- Reading passage -
╔══
Omier had made just one three all year before Monday and he made two against Duke. He put an exclamation on the first half with a rim-shaking dunk off a feed from Nijel Pack to give the Hurricanes a 40-26 lead at the break.

“My teammates trust me, I was feeling good, was wide open, my coaches tell me to shoot when I’m wide open so I just let it fly,” said Omier, who transferred to UM from Arkansas State this season . “It felt great. The crowd is our sixth man, the hype, they push me to do better. Anytime you hear about college basketball, you think of Duke and North Carolina, there’s no better feeling than beating them.”

Well into the second half, Omier had only two fouls, a welcome stat to UM coaches, who have been working with the high-octane forward on directing his energy and being more selective in his fouls.

Keeping Omier out of foul trouble was especially critical against Duke’s front court, which is led by 7-foot freshman Kyle Filipowski and 7-1 freshman Dereck Lively II.

“You gotta understand what it’s like for a guy who’s 6-7 going against two 7-footers who are going to be NBA first-round draft picks,” Larranaga said. “They can block shots and rebound. Norchad is 6-7 and 245 pounds and he has to deal with that every night and he did not have to deal with that at Arkansas State, so the elevation of his game has been tremendous and he’s just scratching the surface.”

With the loss Duke dropped to 17-7 overall and 8-5 in the ACC. Lively and Ryan Young led the Devils with 11 points apiece, Jeremy Roach had 10 and Filipowski was limited to nine on 4-of-12 shooting.

Duke coach Jon Scheyer heaped praise on Miami, but said his team lacked the competitive fire it had shown in previous road games.
╚══
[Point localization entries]
╔══
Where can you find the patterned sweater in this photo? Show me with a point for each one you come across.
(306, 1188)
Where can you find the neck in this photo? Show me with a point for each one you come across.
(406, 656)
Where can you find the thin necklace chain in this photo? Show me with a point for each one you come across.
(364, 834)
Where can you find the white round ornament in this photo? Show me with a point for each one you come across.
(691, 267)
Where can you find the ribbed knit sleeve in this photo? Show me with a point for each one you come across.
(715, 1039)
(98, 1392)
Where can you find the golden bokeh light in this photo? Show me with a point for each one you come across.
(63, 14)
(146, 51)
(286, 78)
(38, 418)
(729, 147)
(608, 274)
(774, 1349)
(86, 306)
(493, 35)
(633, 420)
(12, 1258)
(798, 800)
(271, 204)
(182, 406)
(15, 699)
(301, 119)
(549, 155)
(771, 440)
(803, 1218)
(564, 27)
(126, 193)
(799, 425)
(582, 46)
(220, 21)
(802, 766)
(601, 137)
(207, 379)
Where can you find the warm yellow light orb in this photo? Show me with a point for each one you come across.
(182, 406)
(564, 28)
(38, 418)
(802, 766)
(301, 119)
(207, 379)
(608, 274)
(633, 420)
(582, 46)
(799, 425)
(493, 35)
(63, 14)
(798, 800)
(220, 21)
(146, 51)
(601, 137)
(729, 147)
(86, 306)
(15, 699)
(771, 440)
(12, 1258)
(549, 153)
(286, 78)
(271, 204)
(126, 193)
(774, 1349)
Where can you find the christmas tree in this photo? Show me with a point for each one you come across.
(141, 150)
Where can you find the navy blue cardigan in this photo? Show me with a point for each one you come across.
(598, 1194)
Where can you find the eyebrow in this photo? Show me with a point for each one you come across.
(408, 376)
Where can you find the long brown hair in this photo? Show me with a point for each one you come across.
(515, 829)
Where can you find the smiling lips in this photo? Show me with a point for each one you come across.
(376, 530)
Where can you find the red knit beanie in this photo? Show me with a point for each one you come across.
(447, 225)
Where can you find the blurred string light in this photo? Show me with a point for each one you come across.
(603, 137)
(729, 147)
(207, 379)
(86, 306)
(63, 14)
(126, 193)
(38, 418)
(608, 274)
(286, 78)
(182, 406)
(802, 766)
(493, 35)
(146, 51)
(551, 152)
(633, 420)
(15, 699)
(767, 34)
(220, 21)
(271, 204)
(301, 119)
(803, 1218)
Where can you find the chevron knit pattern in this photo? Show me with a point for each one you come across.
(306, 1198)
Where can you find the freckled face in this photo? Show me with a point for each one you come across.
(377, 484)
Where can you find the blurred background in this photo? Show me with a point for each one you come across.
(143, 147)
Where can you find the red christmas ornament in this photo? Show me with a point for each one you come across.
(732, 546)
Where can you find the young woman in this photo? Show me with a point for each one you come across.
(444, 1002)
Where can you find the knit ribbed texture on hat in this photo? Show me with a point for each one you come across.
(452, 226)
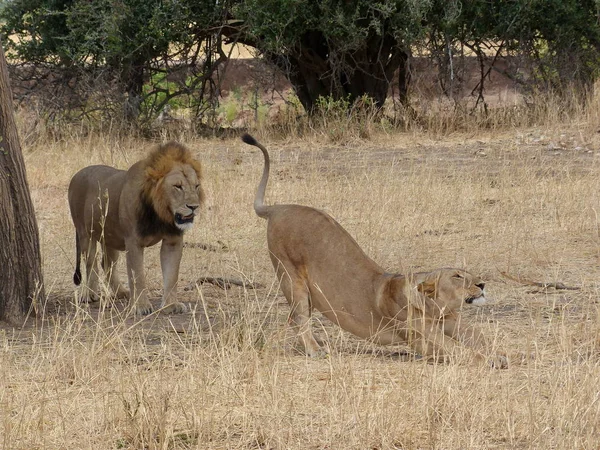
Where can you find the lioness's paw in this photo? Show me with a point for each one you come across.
(316, 352)
(121, 293)
(498, 362)
(90, 297)
(175, 308)
(143, 309)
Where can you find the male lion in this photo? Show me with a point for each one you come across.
(321, 266)
(128, 210)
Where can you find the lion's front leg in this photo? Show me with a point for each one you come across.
(137, 280)
(171, 251)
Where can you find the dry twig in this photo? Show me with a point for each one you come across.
(545, 285)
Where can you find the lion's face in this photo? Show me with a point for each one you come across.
(182, 187)
(172, 185)
(451, 288)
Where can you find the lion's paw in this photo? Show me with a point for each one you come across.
(498, 362)
(175, 308)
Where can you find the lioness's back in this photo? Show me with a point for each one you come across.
(299, 230)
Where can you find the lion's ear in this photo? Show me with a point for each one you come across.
(153, 174)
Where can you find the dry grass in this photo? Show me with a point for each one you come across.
(525, 202)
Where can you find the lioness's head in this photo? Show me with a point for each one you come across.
(172, 185)
(449, 289)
╚══
- Task requirements -
Please continue the basketball article about Miami's win over Duke, picking up right after its last sentence.

- Expected output -
“That’s on me, our guys and our team, it’s disappointing,” Scheyer said. “Not taking any credit away from Miami. They won. They beat us. No excuses. It starts with the turnovers. If you give any team 21 turnovers, but especially a team as good as Miami, layups and dunks in transition, it’s going to be a heck of a night. Miami was ready to play. They’re explosive. You can talk about their lack of size, but they’re strong, experienced, know how to play. They can hurt you from every position.”

Neither team had much time to celebrate significant weekend victories. The Hurricanes beat ACC leader Clemson 78-74 on the road on Saturday afternoon and Duke knocked off archrival North Carolina 63-57 Saturday night, an emotional victory that was extra sweet because the Tar Heels broke the Blue Devils’ hearts twice last year, in retiring coach Mike Krzyzewski’s final home game and again in the Final Four in New Orleans.

Scheyer refused to blame a post-UNC victory letdown for the loss to Miami. “They had to play on Saturday, too. There’s no excuses. That’s part of playing big-time college basketball.”

The Hurricanes and Blue Devils did not have to do much scouting before Monday’s game because they were quite familiar with each other, having just played Jan. 21 in Durham.

Unlike Monday’s game, the one at Cameron went down to the final possession before Duke sealed the 68-66 win. Wong was slowed by a sinus infection that night and finished with just seven points.

Omier was held to nine points in their first meeting but had 14 rebounds. Filipowski had 17 points and 14 rebounds that night while Lively had 10 rebounds and five blocks.

Lively had made a big impact of late with 20 blocks in the previous five games. Against UNC he had 14 rebounds and eight blocks.

Rebounding has been a critical factor for the relatively undersized Hurricanes all season. Their 38-28 advantage at Clemson came as a surprise to Larranaga.

“I’m so impressed with that because you see our size, we’re not very tall,” Larranaga said after the Clemson win. “We’re 6-7, 6-6, 6-4, 6-3 and 6-foot, and only one guy weighs over 200 pounds. We’re short and skinny but lethal.

“We have the ability with our speed and athleticism to score. And when the defense is good and our rebounding is good we’re a good team.”

They were a good team on Monday, and Duke paid the price.

The Hurricanes improved to 8-9 against Duke under Larranaga after going 2-15 against the Blue Devils prior to his arrival.

Miami is back home Feb. 11 against Louisville.